Textauszug:
________
Drucken – ein Akt der Gewalt –, ein freundlicher, würde man meinen, kein feindlicher, gar ein autoritärer wäre weder zu wünschen noch zu hoffen… Die Fügung und Teilung gewährt dank des Konzentrates eine Aus-ein-ander-setzung zwischen den beiden plasmatischen Schwingungen einer distanzierten Zustimmung oder Ablehnung. Fortsetzen mit sich selber – ohne festgelegte Identifikationsraster, ungebunden, mit einer natürlichen Skepsis, ohne zu verzweifeln. Die Menschheit schätzt sich über schöpferische Beiträge glücklich, die sie aus der Enge treibt und sie in der problematischen Weite der Dämmerung nicht durchhängen lässt. Solches Treiben verkraftet in seinem Schmelztigel die Magnetisierung zwischen negativen und positiven menschlichen Ladungen.
Die Möglichkeiten des Gehirns, die Masse der Kenntnisse zu speichern, scheinen gesprengt zu sein. Ein anderer Weg, etwas Gestaltetes zu zeigen – die Instrumente des Druckens – helfen das Dilemma des Erinnerns und Bezeugens aufzuheben. Man landet trotz der Gewitter und Brandungen in den verschlungenen Sälen und Galerien einer Bibliothek – Getrübtes entschlackt sich.
________
Aufgabe A: Gib die Zeilen der Einträge erneut wieder, beginnend mit der Zeile, die „[trace] black and“ enthält, und endend mit der Zeile, die „20L1 256L254 255L254“ enthält. Tausche dabei „photograph“ gegen „photo“ aus und lass alles Übrige unverändert.
Textauszug und Einträge stehen inhaltlich in keinem Zusammenhang.

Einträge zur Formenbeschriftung
________
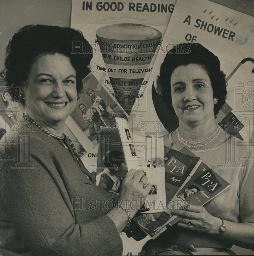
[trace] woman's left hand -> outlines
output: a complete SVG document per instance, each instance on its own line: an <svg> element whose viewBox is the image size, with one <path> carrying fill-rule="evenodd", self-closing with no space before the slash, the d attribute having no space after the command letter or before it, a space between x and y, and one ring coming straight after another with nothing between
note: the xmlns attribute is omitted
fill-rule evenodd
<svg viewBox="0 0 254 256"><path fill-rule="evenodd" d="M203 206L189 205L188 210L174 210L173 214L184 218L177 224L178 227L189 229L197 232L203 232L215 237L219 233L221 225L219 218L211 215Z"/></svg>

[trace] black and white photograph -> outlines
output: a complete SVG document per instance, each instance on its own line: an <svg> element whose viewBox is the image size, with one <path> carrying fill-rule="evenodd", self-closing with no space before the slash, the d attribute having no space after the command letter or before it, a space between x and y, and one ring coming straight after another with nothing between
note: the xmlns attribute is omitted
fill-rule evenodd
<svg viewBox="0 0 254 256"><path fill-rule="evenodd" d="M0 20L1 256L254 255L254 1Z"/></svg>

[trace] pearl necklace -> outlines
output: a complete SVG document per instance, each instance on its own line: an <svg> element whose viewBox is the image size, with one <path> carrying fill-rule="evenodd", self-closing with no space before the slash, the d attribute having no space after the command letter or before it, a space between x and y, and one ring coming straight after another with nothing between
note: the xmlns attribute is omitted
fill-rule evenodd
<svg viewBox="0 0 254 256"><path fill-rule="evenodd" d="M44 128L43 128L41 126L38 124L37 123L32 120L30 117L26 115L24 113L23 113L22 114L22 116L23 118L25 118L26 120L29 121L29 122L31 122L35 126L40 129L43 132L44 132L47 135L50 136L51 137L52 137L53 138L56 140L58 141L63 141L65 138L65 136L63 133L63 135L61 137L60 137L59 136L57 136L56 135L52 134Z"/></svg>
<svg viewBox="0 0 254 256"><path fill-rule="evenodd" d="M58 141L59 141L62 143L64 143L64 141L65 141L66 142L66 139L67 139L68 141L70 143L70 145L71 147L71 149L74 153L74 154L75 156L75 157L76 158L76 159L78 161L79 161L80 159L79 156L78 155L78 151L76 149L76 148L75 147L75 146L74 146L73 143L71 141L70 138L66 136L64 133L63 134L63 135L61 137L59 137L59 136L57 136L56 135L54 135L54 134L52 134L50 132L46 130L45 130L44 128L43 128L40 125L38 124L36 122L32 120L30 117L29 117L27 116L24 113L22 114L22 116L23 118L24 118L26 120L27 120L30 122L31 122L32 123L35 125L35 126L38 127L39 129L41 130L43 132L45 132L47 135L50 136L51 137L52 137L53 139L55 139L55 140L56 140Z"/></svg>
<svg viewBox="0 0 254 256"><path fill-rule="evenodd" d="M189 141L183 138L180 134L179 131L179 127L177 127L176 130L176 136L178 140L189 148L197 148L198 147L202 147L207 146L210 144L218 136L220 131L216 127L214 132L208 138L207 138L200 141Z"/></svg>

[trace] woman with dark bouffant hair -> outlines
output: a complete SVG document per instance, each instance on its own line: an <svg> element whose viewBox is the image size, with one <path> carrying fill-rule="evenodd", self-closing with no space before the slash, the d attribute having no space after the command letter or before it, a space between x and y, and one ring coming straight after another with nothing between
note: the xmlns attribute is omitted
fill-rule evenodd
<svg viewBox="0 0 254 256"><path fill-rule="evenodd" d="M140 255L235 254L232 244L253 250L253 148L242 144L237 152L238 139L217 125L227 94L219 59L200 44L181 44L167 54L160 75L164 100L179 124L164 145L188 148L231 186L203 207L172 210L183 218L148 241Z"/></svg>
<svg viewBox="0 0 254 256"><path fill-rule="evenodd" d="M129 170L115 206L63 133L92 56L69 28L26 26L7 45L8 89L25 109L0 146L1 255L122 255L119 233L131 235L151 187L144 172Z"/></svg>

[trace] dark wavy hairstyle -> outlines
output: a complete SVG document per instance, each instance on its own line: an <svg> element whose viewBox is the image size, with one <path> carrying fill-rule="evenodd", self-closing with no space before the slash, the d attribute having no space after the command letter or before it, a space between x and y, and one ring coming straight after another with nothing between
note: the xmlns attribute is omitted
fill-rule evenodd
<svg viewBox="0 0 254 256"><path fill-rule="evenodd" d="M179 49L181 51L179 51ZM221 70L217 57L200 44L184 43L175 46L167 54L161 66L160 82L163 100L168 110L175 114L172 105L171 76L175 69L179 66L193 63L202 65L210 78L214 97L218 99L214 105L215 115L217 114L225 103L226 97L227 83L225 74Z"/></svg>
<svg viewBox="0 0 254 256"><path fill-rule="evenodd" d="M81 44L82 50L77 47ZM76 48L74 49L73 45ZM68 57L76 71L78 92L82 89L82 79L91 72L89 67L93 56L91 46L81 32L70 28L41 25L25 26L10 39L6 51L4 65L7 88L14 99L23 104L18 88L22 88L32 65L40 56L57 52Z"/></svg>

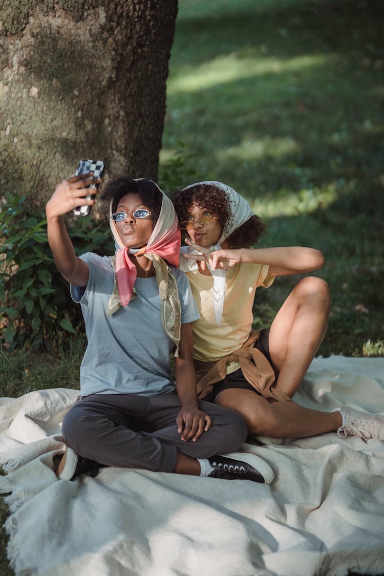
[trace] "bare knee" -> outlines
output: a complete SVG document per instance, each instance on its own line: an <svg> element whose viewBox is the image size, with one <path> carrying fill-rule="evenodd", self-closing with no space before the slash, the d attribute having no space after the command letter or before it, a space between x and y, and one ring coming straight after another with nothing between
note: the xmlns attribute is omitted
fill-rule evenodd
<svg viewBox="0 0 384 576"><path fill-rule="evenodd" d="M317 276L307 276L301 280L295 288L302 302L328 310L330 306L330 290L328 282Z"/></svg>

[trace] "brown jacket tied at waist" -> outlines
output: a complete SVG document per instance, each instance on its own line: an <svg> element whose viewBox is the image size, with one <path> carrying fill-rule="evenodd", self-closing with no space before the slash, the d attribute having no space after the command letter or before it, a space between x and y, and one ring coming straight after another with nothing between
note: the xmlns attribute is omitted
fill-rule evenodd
________
Aufgabe B: Kopiere aus dem Textauszug wortgetreu den Abschnitt, beginnend bei „Die Möglichkeiten des“ und endend bei „Getrübtes entschlackt sich.“.

Lösung A:
[trace] black and white photo -> outlines
output: a complete SVG document per instance, each instance on its own line: an <svg> element whose viewBox is the image size, with one <path> carrying fill-rule="evenodd", self-closing with no space before the slash, the d attribute having no space after the command letter or before it, a space between x and y, and one ring coming straight after another with nothing between
note: the xmlns attribute is omitted
fill-rule evenodd
<svg viewBox="0 0 254 256"><path fill-rule="evenodd" d="M0 20L1 256L254 255L254 1Z"/></svg>

Lösung B:
Die Möglichkeiten des Gehirns, die Masse der Kenntnisse zu speichern, scheinen gesprengt zu sein. Ein anderer Weg, etwas Gestaltetes zu zeigen – die Instrumente des Druckens – helfen das Dilemma des Erinnerns und Bezeugens aufzuheben. Man landet trotz der Gewitter und Brandungen in den verschlungenen Sälen und Galerien einer Bibliothek – Getrübtes entschlackt sich.